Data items
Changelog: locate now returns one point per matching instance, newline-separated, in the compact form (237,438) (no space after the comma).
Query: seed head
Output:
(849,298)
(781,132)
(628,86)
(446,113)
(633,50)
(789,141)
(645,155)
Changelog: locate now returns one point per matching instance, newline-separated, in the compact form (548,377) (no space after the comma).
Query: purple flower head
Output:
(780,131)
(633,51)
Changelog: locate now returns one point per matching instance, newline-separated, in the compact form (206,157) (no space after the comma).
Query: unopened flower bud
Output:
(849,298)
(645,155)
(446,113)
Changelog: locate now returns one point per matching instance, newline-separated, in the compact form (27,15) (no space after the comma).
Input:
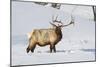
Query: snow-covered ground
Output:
(77,44)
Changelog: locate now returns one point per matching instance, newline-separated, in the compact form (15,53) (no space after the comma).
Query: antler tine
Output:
(56,18)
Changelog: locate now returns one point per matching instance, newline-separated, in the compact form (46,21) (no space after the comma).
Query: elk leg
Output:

The problem
All of the lines above should be copied exactly, apart from the pictures.

Response to this exercise
Changelog: locate now returns one point per matching instance, newline-separated, in the compact form (237,438) (no space after the comma).
Query: seed head
Output:
(849,298)
(781,132)
(628,86)
(446,113)
(633,50)
(789,141)
(645,155)
Changelog: locate now returns one point per matching instance, newline-separated, in the compact form (548,377) (no space after the comma).
Query: purple flower head
Output:
(780,131)
(633,51)
Changelog: locate now returns one point per matching instance, newline-separated, in the compact form (206,157) (no space after the comma).
Query: unopened flower bud
Output:
(849,298)
(645,155)
(446,113)
Changelog: locate now returns one point per matching instance, newline-separated, in the compact form (27,15) (no space after the comma).
Input:
Query: snow-covered ground
Output:
(77,44)
Changelog: locate now returns one point per matching instance, newline-separated, in the compact form (15,53) (no space after the comma).
Query: antler tine
Output:
(56,18)
Changelog: locate now returns one point per matching instance, newline-separated, in the compact form (46,21) (no space after the comma).
Query: elk leg
Output:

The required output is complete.